→ **PAGE EXTRACT**
The ease of negativity

Last week I reflected on choosing calm. This week, let's talk about when negativity takes over.

The thing about creating habits for self-improvement later in life, is that you are working against many years of programming towards the opposite. Whether you're looking to improve wellness habits, sleep habits, money habits, whatever it is, change requires a few key steps.

First, a deep awareness of when you become triggered towards the past tendency. Next, once the lightbulb goes off, it takes consistent effort to reprogram your brain, alongside consistent action to build the new neuro-pathways to concretize the new habit.

I consider myself to have a growth mindset. I believe we are all capable of immense change, and I am always willing to do the work to get there. The thing is, when it comes to believing in my self, or going all in on me, I can sometimes fall short when taking the leap from concept to action. When moving from idea to execution. 

For those of us who have a tendency towards the negative we often find a strange comfort in negative thinking and beliefs. They've served us well for so long (or so ego likes to have us think) but really, they've kept us stuck.

→ **SHORT PROBLEM 1**
In the post on negativity, what is the first step toward changing a habit?

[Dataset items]
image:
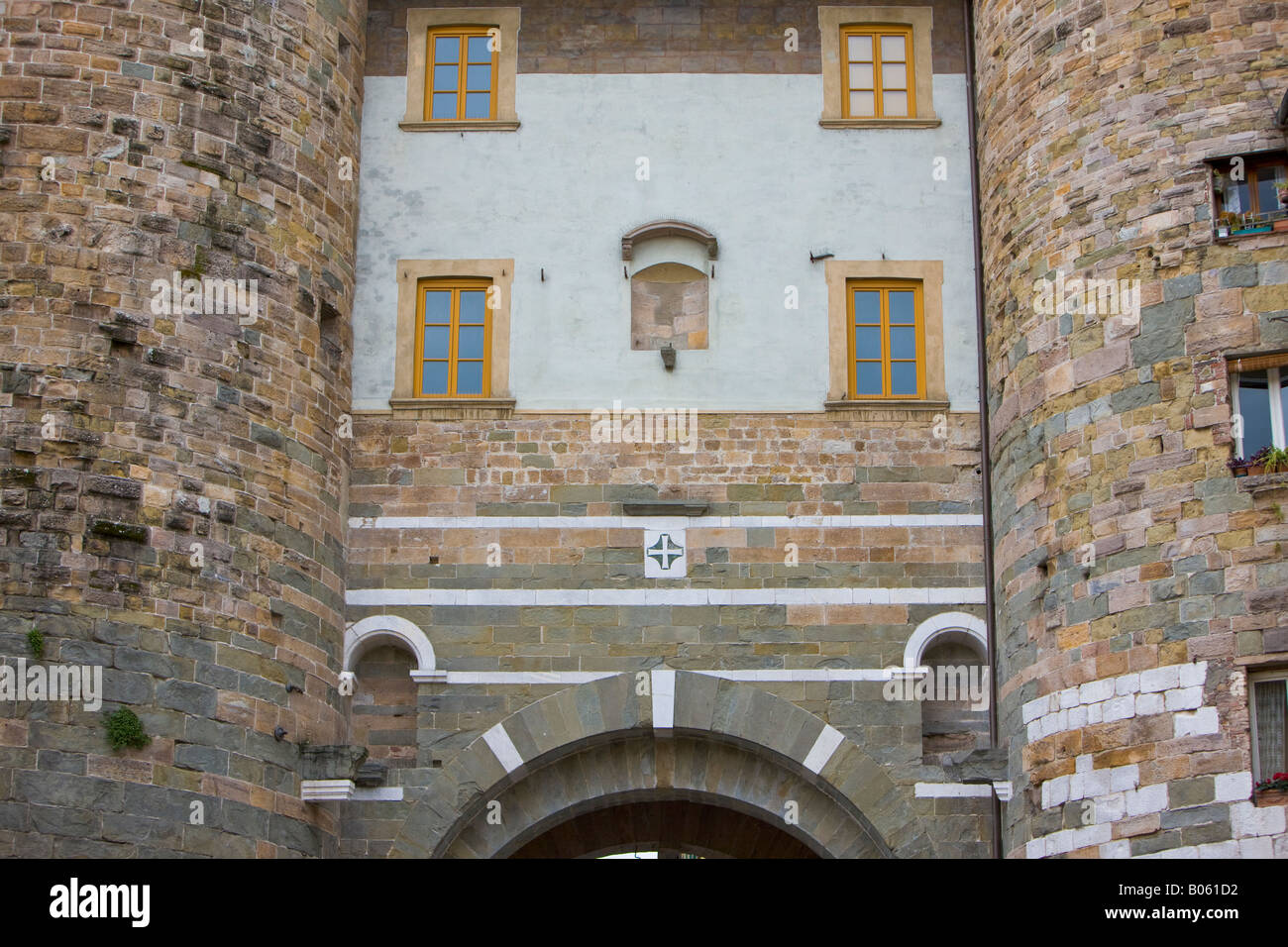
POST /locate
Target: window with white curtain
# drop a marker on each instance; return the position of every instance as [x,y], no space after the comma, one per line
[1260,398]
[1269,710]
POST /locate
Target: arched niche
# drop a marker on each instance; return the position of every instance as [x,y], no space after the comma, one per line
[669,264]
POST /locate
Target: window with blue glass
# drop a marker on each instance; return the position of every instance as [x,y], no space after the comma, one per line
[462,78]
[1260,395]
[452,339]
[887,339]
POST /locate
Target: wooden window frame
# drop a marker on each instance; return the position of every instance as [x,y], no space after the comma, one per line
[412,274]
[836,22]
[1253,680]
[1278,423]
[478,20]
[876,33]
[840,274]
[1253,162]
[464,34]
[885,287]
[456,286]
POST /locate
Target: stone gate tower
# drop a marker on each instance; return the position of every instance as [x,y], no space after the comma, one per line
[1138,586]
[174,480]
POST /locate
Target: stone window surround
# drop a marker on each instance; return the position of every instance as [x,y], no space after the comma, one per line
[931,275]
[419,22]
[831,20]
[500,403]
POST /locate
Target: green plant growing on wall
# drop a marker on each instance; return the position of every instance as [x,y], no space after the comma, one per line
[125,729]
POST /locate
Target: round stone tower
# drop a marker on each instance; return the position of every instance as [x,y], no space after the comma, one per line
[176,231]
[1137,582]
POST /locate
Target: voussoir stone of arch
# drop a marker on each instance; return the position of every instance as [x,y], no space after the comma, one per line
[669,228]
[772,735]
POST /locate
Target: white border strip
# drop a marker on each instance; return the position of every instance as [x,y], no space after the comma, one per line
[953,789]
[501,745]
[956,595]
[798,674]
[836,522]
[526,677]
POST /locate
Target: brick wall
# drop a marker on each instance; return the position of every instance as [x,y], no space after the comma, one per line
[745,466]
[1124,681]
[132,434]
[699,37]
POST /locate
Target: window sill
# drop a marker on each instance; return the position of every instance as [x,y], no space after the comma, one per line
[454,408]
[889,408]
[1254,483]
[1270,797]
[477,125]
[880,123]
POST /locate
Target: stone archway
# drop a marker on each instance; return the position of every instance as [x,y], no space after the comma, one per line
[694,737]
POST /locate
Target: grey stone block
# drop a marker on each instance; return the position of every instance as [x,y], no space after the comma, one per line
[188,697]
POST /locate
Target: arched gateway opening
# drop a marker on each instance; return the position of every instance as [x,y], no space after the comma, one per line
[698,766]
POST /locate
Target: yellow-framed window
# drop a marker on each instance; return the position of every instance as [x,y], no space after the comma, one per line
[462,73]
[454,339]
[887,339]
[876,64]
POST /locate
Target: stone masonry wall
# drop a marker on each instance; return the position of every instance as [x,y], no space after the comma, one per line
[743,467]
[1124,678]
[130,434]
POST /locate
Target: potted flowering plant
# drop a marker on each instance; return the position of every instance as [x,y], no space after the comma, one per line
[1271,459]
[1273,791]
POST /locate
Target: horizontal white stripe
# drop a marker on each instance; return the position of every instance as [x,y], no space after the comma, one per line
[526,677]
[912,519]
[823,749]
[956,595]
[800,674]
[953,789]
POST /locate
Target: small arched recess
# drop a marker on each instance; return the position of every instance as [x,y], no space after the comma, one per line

→ **SHORT PROBLEM 2**
Pull out every line in the entries above that contains the word "stone". Case counts.

→ **EXPECTED ANSWER 1**
A deep awareness of when you become triggered towards the past tendency.

→ **EXPECTED ANSWER 2**
Target: stone gate tower
Target: stone window surround
Target: round stone tower
Target: voussoir stone of arch
Target: stone archway
Target: grey stone block
Target: stone masonry wall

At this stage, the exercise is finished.